§ **Text passage**
I installed my own ‘stable’ discourse with external Postgres and Redis.
Just to precise about architecture : in Azure, 1 LoadBalancer, 1 VM hosting Discourse container with NFS share for backups and pictures, 1 Postgres, 1 Redis.
I customed it with own logo, plugin discourse-calendar and discourse-news (and other things too but irrelevant here).
Randomly, for a period like 30 min, some UI fails :
Main logo reverts to default one
Favicon reverts to default one
Page “upcoming-events” generated by discourse-calendar disappears (no link and 404 response when going to by url)
Custom logo given to discourse-news (with an url) disappears
Then it comes back.
I have nothing in logs about that.
My browser console shows nothing.
One thing i can tell is that during this period, i can see an augmentation of Redis cache misses.
Does anybody can help me to troubleshoot that ? I even do not know where i can find relevant log…
@pfaffman i did use the standard installation from my point of view.

§ **What is expected**
According to the Discourse troubleshooting post, what change in Redis can be seen while the UI failures last?

§ **Material provided**

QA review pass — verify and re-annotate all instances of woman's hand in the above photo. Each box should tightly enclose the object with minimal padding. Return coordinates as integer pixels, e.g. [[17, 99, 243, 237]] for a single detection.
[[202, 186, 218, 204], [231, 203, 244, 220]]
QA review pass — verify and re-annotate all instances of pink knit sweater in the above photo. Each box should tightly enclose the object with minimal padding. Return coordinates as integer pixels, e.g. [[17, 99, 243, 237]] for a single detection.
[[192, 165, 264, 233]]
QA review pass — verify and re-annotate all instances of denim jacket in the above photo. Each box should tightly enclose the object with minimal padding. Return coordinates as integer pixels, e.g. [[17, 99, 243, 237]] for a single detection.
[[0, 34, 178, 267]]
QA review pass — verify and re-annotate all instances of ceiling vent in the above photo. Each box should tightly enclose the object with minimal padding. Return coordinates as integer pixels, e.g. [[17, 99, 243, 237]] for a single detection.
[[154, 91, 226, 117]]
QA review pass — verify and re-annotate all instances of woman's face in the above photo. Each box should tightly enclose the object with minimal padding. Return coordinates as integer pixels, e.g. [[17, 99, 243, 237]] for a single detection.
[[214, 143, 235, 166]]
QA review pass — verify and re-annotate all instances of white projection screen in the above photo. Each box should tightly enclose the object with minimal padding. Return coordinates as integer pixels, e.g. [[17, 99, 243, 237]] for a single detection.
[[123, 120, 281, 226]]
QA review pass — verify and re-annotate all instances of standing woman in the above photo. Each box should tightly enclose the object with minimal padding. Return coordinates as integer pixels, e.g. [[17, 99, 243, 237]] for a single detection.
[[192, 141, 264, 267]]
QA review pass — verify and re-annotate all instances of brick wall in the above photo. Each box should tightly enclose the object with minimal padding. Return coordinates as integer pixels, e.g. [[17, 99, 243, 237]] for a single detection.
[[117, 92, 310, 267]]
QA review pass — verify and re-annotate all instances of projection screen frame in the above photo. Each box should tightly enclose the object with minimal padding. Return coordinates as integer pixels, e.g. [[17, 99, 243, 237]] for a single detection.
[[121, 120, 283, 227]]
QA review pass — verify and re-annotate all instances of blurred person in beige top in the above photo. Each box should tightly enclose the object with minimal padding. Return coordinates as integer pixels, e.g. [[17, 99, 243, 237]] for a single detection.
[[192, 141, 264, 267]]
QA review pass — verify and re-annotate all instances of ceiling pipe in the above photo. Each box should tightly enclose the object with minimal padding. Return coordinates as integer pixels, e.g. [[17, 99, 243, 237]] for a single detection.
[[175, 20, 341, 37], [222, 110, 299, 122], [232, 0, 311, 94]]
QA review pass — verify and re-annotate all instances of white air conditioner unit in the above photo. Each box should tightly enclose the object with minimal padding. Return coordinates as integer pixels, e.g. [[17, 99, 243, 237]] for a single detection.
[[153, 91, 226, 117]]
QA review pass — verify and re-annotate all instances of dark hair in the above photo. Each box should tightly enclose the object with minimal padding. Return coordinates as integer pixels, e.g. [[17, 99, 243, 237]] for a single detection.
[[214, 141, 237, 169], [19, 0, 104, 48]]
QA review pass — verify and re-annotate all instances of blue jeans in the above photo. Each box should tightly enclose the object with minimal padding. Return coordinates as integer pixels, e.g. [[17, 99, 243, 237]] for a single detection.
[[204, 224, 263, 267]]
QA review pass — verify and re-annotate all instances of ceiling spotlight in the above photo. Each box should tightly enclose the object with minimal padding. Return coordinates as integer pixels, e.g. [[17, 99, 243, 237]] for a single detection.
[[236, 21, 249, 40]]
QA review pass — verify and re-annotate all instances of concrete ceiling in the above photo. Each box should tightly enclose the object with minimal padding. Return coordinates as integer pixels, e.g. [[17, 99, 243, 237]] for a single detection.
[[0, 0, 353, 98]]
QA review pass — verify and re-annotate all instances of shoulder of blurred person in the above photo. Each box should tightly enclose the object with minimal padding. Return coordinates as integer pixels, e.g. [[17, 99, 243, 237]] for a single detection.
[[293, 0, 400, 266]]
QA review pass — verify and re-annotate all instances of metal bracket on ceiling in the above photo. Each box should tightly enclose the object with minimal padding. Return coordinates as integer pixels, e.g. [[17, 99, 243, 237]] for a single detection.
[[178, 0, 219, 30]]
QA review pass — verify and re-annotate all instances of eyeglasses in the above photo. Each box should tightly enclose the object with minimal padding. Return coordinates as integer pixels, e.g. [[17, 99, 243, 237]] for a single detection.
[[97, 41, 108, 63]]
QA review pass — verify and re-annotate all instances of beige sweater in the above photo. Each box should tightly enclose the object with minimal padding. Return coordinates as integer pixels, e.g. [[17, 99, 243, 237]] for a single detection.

* * *

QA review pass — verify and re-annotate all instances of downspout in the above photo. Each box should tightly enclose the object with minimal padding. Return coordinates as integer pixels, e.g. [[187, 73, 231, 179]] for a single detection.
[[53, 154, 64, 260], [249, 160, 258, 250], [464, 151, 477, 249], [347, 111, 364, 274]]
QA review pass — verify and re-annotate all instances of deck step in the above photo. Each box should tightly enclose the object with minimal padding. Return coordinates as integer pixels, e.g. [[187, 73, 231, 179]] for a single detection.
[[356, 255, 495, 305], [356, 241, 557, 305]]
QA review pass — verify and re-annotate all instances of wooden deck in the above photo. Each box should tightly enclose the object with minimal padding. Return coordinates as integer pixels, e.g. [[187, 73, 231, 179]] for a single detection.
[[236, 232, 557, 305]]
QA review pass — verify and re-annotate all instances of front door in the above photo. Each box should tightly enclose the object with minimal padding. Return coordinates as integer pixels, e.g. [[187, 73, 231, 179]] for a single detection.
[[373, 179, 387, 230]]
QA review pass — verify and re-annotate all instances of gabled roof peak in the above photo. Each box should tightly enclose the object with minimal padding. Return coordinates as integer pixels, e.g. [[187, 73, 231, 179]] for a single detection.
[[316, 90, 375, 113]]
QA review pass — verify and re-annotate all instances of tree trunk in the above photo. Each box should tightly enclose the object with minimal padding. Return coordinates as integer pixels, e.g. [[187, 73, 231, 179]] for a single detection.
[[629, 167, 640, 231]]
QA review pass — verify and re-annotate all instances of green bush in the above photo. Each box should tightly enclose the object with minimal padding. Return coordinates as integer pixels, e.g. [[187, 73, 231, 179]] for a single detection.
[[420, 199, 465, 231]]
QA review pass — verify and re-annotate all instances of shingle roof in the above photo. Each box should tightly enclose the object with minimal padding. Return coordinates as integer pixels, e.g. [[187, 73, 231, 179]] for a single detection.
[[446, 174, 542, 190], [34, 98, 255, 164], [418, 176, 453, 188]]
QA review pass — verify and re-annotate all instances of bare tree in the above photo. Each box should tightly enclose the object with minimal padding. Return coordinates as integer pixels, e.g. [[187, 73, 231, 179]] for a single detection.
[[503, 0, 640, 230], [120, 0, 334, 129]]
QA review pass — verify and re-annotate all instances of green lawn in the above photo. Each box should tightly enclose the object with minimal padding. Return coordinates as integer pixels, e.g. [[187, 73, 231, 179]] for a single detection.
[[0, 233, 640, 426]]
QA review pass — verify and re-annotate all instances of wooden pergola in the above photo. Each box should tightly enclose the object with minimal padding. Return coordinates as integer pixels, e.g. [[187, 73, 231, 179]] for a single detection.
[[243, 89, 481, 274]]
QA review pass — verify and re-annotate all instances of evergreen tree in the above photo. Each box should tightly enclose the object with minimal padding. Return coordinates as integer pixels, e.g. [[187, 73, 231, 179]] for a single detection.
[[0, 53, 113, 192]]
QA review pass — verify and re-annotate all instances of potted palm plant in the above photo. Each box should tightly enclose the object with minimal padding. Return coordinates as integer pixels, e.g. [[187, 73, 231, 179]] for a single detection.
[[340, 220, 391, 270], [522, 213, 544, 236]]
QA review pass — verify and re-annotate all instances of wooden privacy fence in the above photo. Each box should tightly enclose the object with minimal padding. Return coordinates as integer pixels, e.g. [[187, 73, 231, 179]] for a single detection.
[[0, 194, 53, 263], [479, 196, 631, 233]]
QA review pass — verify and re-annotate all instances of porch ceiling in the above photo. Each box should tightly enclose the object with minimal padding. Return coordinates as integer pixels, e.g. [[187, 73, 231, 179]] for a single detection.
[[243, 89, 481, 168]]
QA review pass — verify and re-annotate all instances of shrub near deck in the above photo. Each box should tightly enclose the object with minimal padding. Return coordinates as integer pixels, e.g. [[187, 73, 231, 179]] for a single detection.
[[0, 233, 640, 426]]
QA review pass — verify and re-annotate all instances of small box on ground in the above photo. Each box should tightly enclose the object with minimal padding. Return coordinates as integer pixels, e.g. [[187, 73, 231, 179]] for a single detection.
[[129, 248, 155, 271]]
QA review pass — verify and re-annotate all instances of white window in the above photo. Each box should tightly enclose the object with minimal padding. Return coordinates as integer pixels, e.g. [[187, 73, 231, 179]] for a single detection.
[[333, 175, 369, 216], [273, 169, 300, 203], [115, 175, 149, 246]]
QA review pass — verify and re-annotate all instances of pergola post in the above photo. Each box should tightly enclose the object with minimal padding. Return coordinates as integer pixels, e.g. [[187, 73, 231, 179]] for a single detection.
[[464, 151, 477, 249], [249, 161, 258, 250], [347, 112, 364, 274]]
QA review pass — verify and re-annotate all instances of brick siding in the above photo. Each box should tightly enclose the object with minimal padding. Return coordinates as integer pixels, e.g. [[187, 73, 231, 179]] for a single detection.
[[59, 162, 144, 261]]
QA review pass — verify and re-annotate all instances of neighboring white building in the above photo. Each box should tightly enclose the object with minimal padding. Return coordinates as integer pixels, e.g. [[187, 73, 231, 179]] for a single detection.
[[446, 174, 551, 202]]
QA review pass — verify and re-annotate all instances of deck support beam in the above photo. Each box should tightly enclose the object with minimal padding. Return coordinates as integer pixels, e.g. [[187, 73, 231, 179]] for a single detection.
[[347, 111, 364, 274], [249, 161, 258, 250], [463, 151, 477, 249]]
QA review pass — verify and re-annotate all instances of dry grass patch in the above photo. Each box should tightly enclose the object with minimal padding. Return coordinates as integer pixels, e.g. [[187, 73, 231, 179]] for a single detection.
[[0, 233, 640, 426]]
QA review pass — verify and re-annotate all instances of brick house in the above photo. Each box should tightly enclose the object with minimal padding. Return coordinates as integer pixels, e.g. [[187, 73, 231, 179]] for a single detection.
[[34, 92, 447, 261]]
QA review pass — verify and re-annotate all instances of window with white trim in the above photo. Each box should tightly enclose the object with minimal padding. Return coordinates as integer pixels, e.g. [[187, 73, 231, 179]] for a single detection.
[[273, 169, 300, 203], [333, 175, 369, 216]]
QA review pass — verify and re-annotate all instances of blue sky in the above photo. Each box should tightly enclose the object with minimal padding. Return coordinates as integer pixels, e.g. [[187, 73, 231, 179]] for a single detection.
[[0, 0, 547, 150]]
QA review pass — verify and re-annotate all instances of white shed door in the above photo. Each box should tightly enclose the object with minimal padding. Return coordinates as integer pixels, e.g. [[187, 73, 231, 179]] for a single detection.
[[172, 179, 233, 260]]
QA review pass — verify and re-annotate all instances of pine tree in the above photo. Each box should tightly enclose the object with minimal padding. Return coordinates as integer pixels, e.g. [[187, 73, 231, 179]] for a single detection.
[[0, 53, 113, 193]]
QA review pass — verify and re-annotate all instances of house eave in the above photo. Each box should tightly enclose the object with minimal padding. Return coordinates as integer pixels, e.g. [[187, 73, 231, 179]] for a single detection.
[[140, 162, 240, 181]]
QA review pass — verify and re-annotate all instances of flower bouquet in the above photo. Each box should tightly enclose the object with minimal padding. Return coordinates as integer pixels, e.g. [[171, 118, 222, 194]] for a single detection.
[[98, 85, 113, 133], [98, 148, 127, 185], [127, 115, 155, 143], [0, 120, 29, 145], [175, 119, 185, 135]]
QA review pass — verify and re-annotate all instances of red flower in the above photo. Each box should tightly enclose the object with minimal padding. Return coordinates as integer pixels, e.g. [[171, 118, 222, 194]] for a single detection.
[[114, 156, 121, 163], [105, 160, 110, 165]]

§ **Answer below**
An increase in Redis cache misses.